▶ READING PASSAGE:
==*==
# Help with wife's virtual emotional affairs



## broken1477 (Jun 4, 2013)

Help.

My wife and I have been married for 12 years and we have two children. 

Roughly 9 months ago, I accessed my wife's email to confirm a virtual magazine subscription for her. I was devastated to find that she had been having has been having emotional, graphic, romantic, cybersex relationships with 3-4 different men. I confronted her about it, and she said that she would end them, that she loved me and it was just harmless fun. I disagreed, but I decided to give her another chance.

Yesterday, I came home and found a previously unknown email account belonging to my wife open on our computer. I perused the inbox and sent items and discovered that she has been having more of these virtual relationships, this time with 19 new and different men. This time, I saw pictures exchanged that contained full nudity, lingerie, etc. I was only able to stomach reviewing the last 2 months. I immediately confronted her about it, and she has given me several excuses and explanations that she is not comfortable with aging or her physical appearance, she did this to feel pretty, to feel wanted, to feel sexy, etc.

I must admit, that over the last 2 years, I have not been as physically attentive as I was during the first decade of our union. I have been working 50-60 hour work weeks as the sole supporter our family and I have some body image self-esteem issues of my own. She immediately assured me that it was not my fault, and that she was to blame. 

I don't know how to process the feelings I am experiencing. I feel utterly betrayed. I feel angry, ashamed and inadequate. I feel cornered, like I need to take action. I want to believe that she will cease the relationships, like she says, but this is not the first time it has happened. I have written a draft to the men she has been communicating with. this is what it says:

Hello, gentlemen, my name is xxMyNamexx,

It has come to my attention that my wife, xxHerNamexx, has been exchanging correspondence of a romantic, graphic and/or sexual nature with all of you. While I have absolutely no issues with my wife maintaining platonic relationships with men, certanly you can understand I have a problem with this.
==*==
▶ GIVEN INFORMATION:
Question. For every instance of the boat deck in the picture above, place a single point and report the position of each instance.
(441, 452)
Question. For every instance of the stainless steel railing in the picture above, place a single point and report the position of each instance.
==*==
▶ TASK:
Extend the forum post about a wife's online affairs, picking up after the last sentence shown above the listing.

▶ RESULT OF THE EXERCISE:
I must admit, that my first instinct was to seek each of you out and retaliate, and indeed, were we not separated geographically and were you not afforded the anonymity of the internet, possibly I would have done just that. As I pondered further, however, I came to the realization that perhaps you all were not aware she was married. Giving each of you the benefit of the doubt, I can only hope that this was the case. Any man who seeks to tear apart a family for the sake of his libido is disgusting.

I am writing this email to you for two simple purposes: 1.) To inform you that xxHerNamexx is married, to me, and has been for 12 years, and 2.) To ascertain the intentions of each of you regarding a continued virtual relationship with my wife, as this will not be acceptable and I will be forced to take action.

If each of you cannot respect the incredible damage that our marriage has suffered or do not care about the impact this has had on me, then I ask you to consider our childeren. I will take all possible measures to ensure my children do not grow up in a broken home. I only ask that each of you do the right thing and cease and desist all contact with my wife.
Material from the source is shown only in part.